A faithful copy of the entries is needed, one that leaves out the pictures.

[Extracted data entries]
+ + + +

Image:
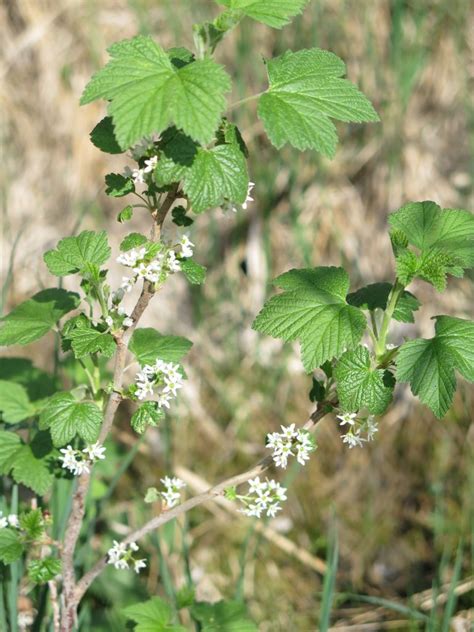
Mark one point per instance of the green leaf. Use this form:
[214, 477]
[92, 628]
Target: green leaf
[223, 616]
[375, 296]
[148, 414]
[194, 272]
[209, 176]
[76, 254]
[86, 340]
[103, 137]
[148, 93]
[125, 214]
[361, 386]
[180, 218]
[429, 365]
[31, 471]
[14, 402]
[443, 240]
[32, 522]
[10, 443]
[154, 615]
[305, 92]
[38, 383]
[147, 345]
[118, 185]
[457, 335]
[313, 310]
[11, 548]
[65, 417]
[42, 571]
[33, 318]
[133, 240]
[274, 13]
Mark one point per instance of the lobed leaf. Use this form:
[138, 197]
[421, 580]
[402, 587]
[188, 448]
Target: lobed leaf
[15, 404]
[274, 13]
[429, 365]
[75, 254]
[118, 185]
[154, 615]
[194, 272]
[305, 91]
[209, 176]
[148, 414]
[65, 417]
[148, 92]
[103, 137]
[11, 548]
[35, 317]
[443, 240]
[44, 570]
[147, 345]
[359, 385]
[223, 616]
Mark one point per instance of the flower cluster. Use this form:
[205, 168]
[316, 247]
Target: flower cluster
[164, 375]
[229, 206]
[157, 268]
[262, 496]
[9, 521]
[78, 462]
[172, 495]
[121, 556]
[139, 175]
[290, 442]
[360, 430]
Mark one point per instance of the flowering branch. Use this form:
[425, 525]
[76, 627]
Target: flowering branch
[76, 515]
[211, 494]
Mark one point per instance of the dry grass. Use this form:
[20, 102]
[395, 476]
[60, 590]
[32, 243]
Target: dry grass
[403, 502]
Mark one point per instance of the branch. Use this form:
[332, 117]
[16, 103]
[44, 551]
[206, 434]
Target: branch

+ + + +

--- Task output ---
Image:
Mark one point per instance of the green leaf. Use this form:
[214, 477]
[92, 628]
Target: green leaf
[223, 616]
[375, 296]
[148, 414]
[194, 272]
[209, 176]
[76, 254]
[86, 340]
[103, 137]
[148, 93]
[125, 214]
[361, 386]
[180, 218]
[429, 365]
[31, 471]
[14, 402]
[443, 240]
[32, 522]
[10, 443]
[154, 615]
[305, 92]
[38, 383]
[147, 345]
[118, 185]
[457, 335]
[313, 310]
[11, 548]
[65, 417]
[42, 571]
[33, 318]
[133, 240]
[274, 13]
Mark one point per instance of the lobed leaf. Use this form:
[138, 197]
[421, 580]
[402, 587]
[188, 448]
Target: lobed leaf
[15, 404]
[274, 13]
[429, 365]
[75, 254]
[118, 185]
[154, 615]
[194, 272]
[305, 91]
[209, 176]
[148, 414]
[65, 417]
[148, 92]
[103, 137]
[11, 548]
[35, 317]
[443, 240]
[44, 570]
[147, 345]
[359, 385]
[223, 616]
Mark one point per instance of the flower cluster. Use this form:
[205, 168]
[316, 247]
Target: flower cluster
[164, 375]
[229, 206]
[157, 268]
[262, 496]
[9, 521]
[78, 462]
[172, 495]
[121, 556]
[139, 175]
[290, 442]
[360, 430]
Mark one point per instance of the flowering branch. Use this form:
[425, 525]
[76, 627]
Target: flowering branch
[76, 515]
[211, 494]
Mark one point per instance of the dry grass. Use this form:
[20, 102]
[395, 476]
[60, 590]
[32, 243]
Target: dry grass
[403, 502]
Mark one point per instance of the branch. Use this form:
[332, 117]
[16, 103]
[44, 551]
[206, 434]
Target: branch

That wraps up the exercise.